DATA SHOWN:
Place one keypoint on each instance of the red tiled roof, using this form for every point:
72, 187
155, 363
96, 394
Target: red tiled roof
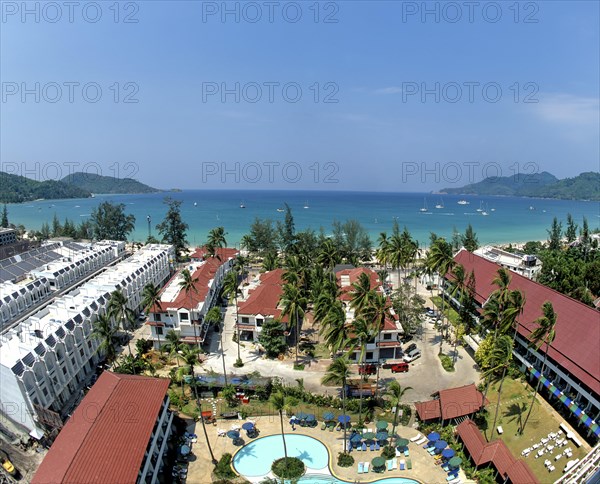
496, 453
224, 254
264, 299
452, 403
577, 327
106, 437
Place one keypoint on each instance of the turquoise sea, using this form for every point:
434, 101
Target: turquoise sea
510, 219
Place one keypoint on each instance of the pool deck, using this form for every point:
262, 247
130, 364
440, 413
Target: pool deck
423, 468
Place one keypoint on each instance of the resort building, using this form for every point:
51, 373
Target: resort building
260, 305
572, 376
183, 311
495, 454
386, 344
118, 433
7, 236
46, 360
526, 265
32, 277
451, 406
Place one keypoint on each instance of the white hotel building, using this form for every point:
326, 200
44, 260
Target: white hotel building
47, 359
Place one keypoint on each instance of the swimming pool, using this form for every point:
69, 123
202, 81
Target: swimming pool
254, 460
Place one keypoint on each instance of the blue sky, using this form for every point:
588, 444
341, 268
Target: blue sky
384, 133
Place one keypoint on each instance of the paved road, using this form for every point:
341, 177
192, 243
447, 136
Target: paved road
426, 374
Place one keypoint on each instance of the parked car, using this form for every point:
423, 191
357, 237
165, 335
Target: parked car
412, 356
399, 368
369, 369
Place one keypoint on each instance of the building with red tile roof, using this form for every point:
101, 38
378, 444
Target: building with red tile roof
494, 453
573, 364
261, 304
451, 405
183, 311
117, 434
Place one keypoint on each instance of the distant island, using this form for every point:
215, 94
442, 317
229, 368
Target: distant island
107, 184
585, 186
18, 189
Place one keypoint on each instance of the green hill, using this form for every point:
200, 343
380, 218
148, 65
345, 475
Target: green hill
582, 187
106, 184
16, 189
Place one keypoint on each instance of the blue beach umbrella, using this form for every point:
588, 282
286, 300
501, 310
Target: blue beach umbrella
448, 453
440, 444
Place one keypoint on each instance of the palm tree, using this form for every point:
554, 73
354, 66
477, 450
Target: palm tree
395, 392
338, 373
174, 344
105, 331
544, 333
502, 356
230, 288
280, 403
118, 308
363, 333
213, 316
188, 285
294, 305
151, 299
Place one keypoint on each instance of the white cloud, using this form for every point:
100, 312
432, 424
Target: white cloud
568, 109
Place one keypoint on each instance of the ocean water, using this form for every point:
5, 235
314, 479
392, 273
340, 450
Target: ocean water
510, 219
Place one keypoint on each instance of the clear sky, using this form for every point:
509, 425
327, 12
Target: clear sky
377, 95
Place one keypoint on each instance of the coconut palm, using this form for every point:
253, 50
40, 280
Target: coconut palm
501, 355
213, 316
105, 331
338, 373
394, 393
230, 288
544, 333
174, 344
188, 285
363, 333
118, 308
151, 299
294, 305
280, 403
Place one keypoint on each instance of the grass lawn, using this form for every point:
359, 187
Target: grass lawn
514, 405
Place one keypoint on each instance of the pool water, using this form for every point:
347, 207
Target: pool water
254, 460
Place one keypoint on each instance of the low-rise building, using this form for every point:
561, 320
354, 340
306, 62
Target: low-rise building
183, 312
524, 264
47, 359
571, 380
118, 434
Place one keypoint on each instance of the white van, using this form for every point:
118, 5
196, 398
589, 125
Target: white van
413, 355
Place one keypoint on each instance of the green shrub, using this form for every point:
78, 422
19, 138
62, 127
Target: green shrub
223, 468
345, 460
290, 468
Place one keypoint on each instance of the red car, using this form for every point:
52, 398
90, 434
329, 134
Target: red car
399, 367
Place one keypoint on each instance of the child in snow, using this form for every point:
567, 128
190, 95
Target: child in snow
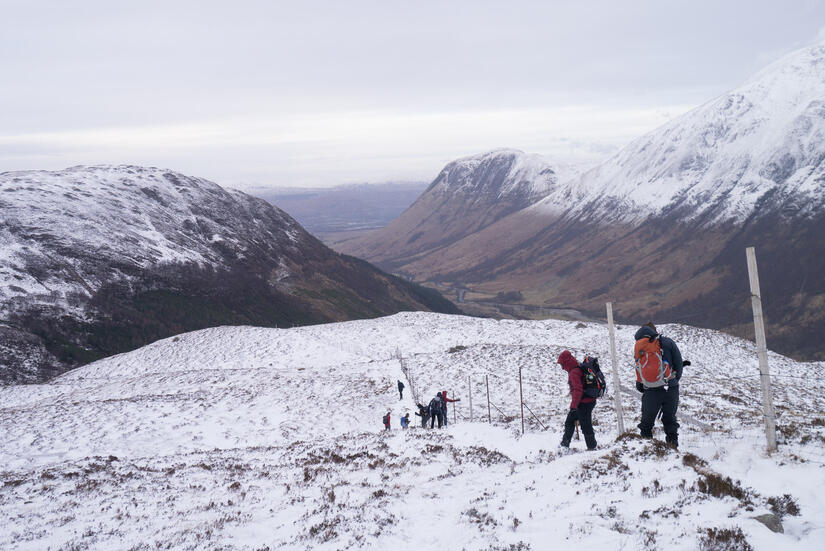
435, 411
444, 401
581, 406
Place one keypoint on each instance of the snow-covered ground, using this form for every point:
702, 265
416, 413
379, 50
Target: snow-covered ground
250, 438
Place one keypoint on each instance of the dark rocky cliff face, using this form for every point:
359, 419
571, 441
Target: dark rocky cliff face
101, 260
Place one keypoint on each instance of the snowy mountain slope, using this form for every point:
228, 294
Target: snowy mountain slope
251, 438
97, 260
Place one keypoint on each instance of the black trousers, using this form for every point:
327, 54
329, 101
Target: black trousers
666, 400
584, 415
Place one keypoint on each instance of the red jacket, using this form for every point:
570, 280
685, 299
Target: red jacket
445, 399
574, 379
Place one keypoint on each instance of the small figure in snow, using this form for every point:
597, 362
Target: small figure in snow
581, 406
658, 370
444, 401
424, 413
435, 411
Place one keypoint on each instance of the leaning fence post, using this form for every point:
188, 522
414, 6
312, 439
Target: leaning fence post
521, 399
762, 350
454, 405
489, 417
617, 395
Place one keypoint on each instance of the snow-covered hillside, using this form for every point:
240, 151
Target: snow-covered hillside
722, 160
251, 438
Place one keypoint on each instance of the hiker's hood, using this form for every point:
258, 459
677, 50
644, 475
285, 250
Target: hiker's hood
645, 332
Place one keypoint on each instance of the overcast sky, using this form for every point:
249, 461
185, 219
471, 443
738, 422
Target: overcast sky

REQUIRED TASK:
Recast the listing above as a Markdown table with the columns Row and Listing line, giving each non-blank line its own numbered row. Leave the pictures out of the table.

SOLUTION BELOW:
| Row | Listing line |
|---|---|
| 1 | Place one keypoint on each instance of the red tiled roof, using this form for every point: |
| 2 | 72, 187 |
| 3 | 155, 363 |
| 4 | 96, 394 |
| 5 | Target: red tiled roof |
| 6 | 496, 453 |
| 7 | 224, 254 |
| 8 | 264, 299 |
| 9 | 452, 403 |
| 10 | 577, 327 |
| 11 | 106, 437 |
| 12 | Place one keypoint on each instance of the turquoise sea, using this form for every point: |
| 13 | 434, 101 |
| 14 | Target: turquoise sea |
| 15 | 510, 219 |
| 16 | Place one keypoint on each instance of the pool deck, using this form for every point: |
| 17 | 262, 247 |
| 18 | 130, 364 |
| 19 | 440, 413 |
| 20 | Target: pool deck |
| 21 | 423, 468 |
| 22 | Place one keypoint on each instance of the resort building, using this form for every point: |
| 23 | 51, 373 |
| 24 | Target: resort building |
| 25 | 260, 305 |
| 26 | 572, 376 |
| 27 | 183, 311 |
| 28 | 495, 454 |
| 29 | 386, 344 |
| 30 | 118, 433 |
| 31 | 7, 236 |
| 32 | 46, 360 |
| 33 | 526, 265 |
| 34 | 32, 277 |
| 35 | 451, 406 |
| 36 | Place one keypoint on each instance of the white hotel building, using this form for every point: |
| 37 | 326, 200 |
| 38 | 44, 260 |
| 39 | Target: white hotel building |
| 40 | 47, 359 |
| 41 | Place one keypoint on each instance of the swimming pool, using this form for every point: |
| 42 | 69, 123 |
| 43 | 202, 81 |
| 44 | Target: swimming pool |
| 45 | 254, 460 |
| 46 | Place one keypoint on each instance of the blue sky, using this form for every point: |
| 47 | 588, 444 |
| 48 | 341, 268 |
| 49 | Target: blue sky |
| 50 | 384, 133 |
| 51 | Place one keypoint on each instance of the paved road, using this form for every point: |
| 52 | 341, 177 |
| 53 | 192, 243 |
| 54 | 447, 136 |
| 55 | Target: paved road |
| 56 | 426, 374 |
| 57 | Place one keypoint on each instance of the parked car, using this form for every point: |
| 58 | 423, 191 |
| 59 | 357, 237 |
| 60 | 165, 335 |
| 61 | Target: parked car |
| 62 | 412, 356 |
| 63 | 399, 368 |
| 64 | 369, 369 |
| 65 | Place one keypoint on each instance of the building with red tile roof, using this form for every point: |
| 66 | 101, 38 |
| 67 | 378, 444 |
| 68 | Target: building with red tile roof |
| 69 | 494, 453 |
| 70 | 573, 364 |
| 71 | 261, 304 |
| 72 | 451, 405 |
| 73 | 183, 311 |
| 74 | 117, 434 |
| 75 | Place one keypoint on each instance of the distant island, using this form for every point: |
| 76 | 215, 94 |
| 77 | 442, 317 |
| 78 | 229, 368 |
| 79 | Target: distant island |
| 80 | 107, 184 |
| 81 | 585, 186 |
| 82 | 18, 189 |
| 83 | Place one keypoint on each instance of the green hill, using this form for every point: |
| 84 | 200, 343 |
| 85 | 380, 218 |
| 86 | 148, 65 |
| 87 | 345, 475 |
| 88 | Target: green hill |
| 89 | 582, 187 |
| 90 | 106, 184 |
| 91 | 16, 189 |
| 92 | Place one keypoint on each instance of the blue beach umbrella, using this form for every point: |
| 93 | 588, 282 |
| 94 | 286, 300 |
| 95 | 501, 310 |
| 96 | Target: blue beach umbrella |
| 97 | 448, 453 |
| 98 | 440, 444 |
| 99 | Place one keypoint on each instance of the palm tree, using this form for every point: |
| 100 | 554, 73 |
| 101 | 354, 66 |
| 102 | 477, 450 |
| 103 | Target: palm tree |
| 104 | 395, 392 |
| 105 | 338, 373 |
| 106 | 174, 344 |
| 107 | 105, 331 |
| 108 | 544, 333 |
| 109 | 502, 356 |
| 110 | 230, 288 |
| 111 | 280, 403 |
| 112 | 118, 308 |
| 113 | 363, 333 |
| 114 | 213, 316 |
| 115 | 188, 285 |
| 116 | 294, 305 |
| 117 | 151, 299 |
| 118 | Place one keypoint on each instance of the white cloud, using this form for every point: |
| 119 | 100, 312 |
| 120 | 432, 424 |
| 121 | Target: white cloud |
| 122 | 568, 109 |
| 123 | Place one keypoint on each instance of the ocean water, using this form for every point: |
| 124 | 5, 235 |
| 125 | 314, 479 |
| 126 | 392, 273 |
| 127 | 340, 450 |
| 128 | Target: ocean water |
| 129 | 510, 219 |
| 130 | Place one keypoint on each instance of the clear sky, using this form for every point: |
| 131 | 509, 425 |
| 132 | 327, 12 |
| 133 | Target: clear sky |
| 134 | 377, 95 |
| 135 | Place one keypoint on each instance of the coconut palm, using this form for every point: |
| 136 | 253, 50 |
| 137 | 40, 280 |
| 138 | Target: coconut palm |
| 139 | 501, 355 |
| 140 | 213, 316 |
| 141 | 105, 331 |
| 142 | 338, 373 |
| 143 | 394, 393 |
| 144 | 230, 288 |
| 145 | 544, 333 |
| 146 | 174, 344 |
| 147 | 188, 285 |
| 148 | 363, 333 |
| 149 | 118, 308 |
| 150 | 151, 299 |
| 151 | 294, 305 |
| 152 | 280, 403 |
| 153 | Place one keypoint on each instance of the grass lawn, using this form for every point: |
| 154 | 359, 187 |
| 155 | Target: grass lawn |
| 156 | 514, 405 |
| 157 | Place one keypoint on each instance of the pool water, using this form for every point: |
| 158 | 347, 207 |
| 159 | Target: pool water |
| 160 | 254, 460 |
| 161 | Place one keypoint on each instance of the low-rise building, using this form for every point: |
| 162 | 561, 320 |
| 163 | 354, 340 |
| 164 | 306, 62 |
| 165 | Target: low-rise building |
| 166 | 183, 312 |
| 167 | 524, 264 |
| 168 | 47, 359 |
| 169 | 571, 380 |
| 170 | 118, 434 |
| 171 | Place one keypoint on each instance of the white van, using this form for every point: |
| 172 | 118, 5 |
| 173 | 196, 398 |
| 174 | 589, 125 |
| 175 | Target: white van |
| 176 | 413, 355 |
| 177 | Place one keypoint on each instance of the green shrub, using this form for every point: |
| 178 | 78, 422 |
| 179 | 19, 138 |
| 180 | 62, 127 |
| 181 | Target: green shrub |
| 182 | 223, 468 |
| 183 | 345, 460 |
| 184 | 290, 468 |
| 185 | Place one keypoint on each instance of the red car, using this form for every point: |
| 186 | 52, 398 |
| 187 | 90, 434 |
| 188 | 329, 134 |
| 189 | Target: red car |
| 190 | 399, 367 |
| 191 | Place one keypoint on each instance of the child in snow, using this form for every point: |
| 192 | 567, 128 |
| 193 | 190, 95 |
| 194 | Target: child in snow |
| 195 | 435, 411 |
| 196 | 444, 401 |
| 197 | 581, 406 |
| 198 | Place one keypoint on each instance of the snow-covered ground, using this form for every point: |
| 199 | 702, 265 |
| 200 | 416, 413 |
| 201 | 379, 50 |
| 202 | Target: snow-covered ground |
| 203 | 250, 438 |
| 204 | Place one keypoint on each instance of the dark rocky cliff face, using this form for every point: |
| 205 | 359, 419 |
| 206 | 571, 441 |
| 207 | Target: dark rocky cliff face |
| 208 | 101, 260 |
| 209 | Place one keypoint on each instance of the snowy mountain slope, using this form for every point: |
| 210 | 228, 294 |
| 211 | Target: snowy mountain slope |
| 212 | 251, 438 |
| 213 | 97, 260 |
| 214 | Place one keypoint on each instance of the black trousers, using this form for every point: |
| 215 | 327, 54 |
| 216 | 329, 101 |
| 217 | Target: black trousers |
| 218 | 666, 400 |
| 219 | 584, 415 |
| 220 | Place one keypoint on each instance of the red jacket, using this form for every point: |
| 221 | 570, 280 |
| 222 | 685, 299 |
| 223 | Target: red jacket |
| 224 | 445, 399 |
| 225 | 574, 379 |
| 226 | Place one keypoint on each instance of the small figure in snow, using this form for every point: |
| 227 | 597, 362 |
| 228 | Target: small figure in snow |
| 229 | 581, 406 |
| 230 | 658, 370 |
| 231 | 444, 401 |
| 232 | 424, 413 |
| 233 | 435, 411 |
| 234 | Place one keypoint on each instance of the leaning fence post, using this form for every point: |
| 235 | 188, 522 |
| 236 | 414, 6 |
| 237 | 312, 439 |
| 238 | Target: leaning fence post |
| 239 | 521, 399 |
| 240 | 762, 350 |
| 241 | 454, 405 |
| 242 | 489, 417 |
| 243 | 617, 395 |
| 244 | Place one keypoint on each instance of the snow-covered hillside, using this form for every point: |
| 245 | 240, 151 |
| 246 | Target: snow-covered hillside |
| 247 | 722, 160 |
| 248 | 251, 438 |
| 249 | Place one keypoint on each instance of the hiker's hood, using this form for every point: |
| 250 | 258, 459 |
| 251 | 677, 50 |
| 252 | 644, 475 |
| 253 | 285, 250 |
| 254 | Target: hiker's hood |
| 255 | 645, 332 |
| 256 | Place one keypoint on each instance of the overcast sky, using this form for every point: |
| 257 | 249, 461 |
| 258 | 185, 219 |
| 259 | 471, 443 |
| 260 | 738, 422 |
| 261 | Target: overcast sky |